> Problems to solve
A) In the Witcher excerpt, what does Zoltan wrap his sword with?
B) Please revise the Witcher excerpt from "Because while it's" to "the red field.", swapping "sour cucumbers" for "pickled cucumbers".

> Excerpt provided

It boils down to "Netflix's reinterpretation and vision is valid, because the Witcher books are not written to be slavic. The overwhelming Slavic aestetic is CDPR's interpretation, and the setting in the original books is universally European, as there are references to Arthurian mythos and celtic languages"
And I'm not sure where this argument originated and whether it's parroting Sapkowski's own words or a common stance of people who haven't considered the underlying themes of the books series.
Because while it's true that there are a lot of western european influences in the Witcher, it's still Central/Eastern European to the bone, and at its core, the lack of understanding of this topic is what makes the Netflix series inauthentic in my eyes.
The slavicness of the Witcher goes deeper than the aestetics, mannerisms, vodka and sour cucumbers. Deeper than Zoltan wrapping his sword with leopard pelt, like he was a hussar. Deeper than the Redanian queen Hedvig and her white eagle on the red field.
What Witcher is actually about? It's a story about destiny, sure. It's a sword-and-sorcery style, antiheroic deconstruction of a fairy tale, too, and it's a weird mix of many culture's influences.
But it's also a story about mundane evil and mundane good. If You think about most dark, gritty problems the world of Witcher faces, it's xenophobia and discrimination, insularism and superstition. Deep-seated fear of the unknown, the powerlessness of common people in the face of danger, war, poverty and hunger. It's what makes people spit over their left shoulder when they see a witcher, it's what makes them distrust their neighbor, clinging to anything they deem safe and known. It's their misfortune and pent-up anger that make them seek scapegoats and be mindlessly, mundanely cruel to the ones weaker than themselves.

> Records provided

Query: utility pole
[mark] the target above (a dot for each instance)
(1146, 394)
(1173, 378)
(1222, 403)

> Solutions to the problems
A) Leopard pelt.

B)
Because while it's true that there are a lot of western european influences in the Witcher, it's still Central/Eastern European to the bone, and at its core, the lack of understanding of this topic is what makes the Netflix series inauthentic in my eyes.
The slavicness of the Witcher goes deeper than the aestetics, mannerisms, vodka and pickled cucumbers. Deeper than Zoltan wrapping his sword with leopard pelt, like he was a hussar. Deeper than the Redanian queen Hedvig and her white eagle on the red field.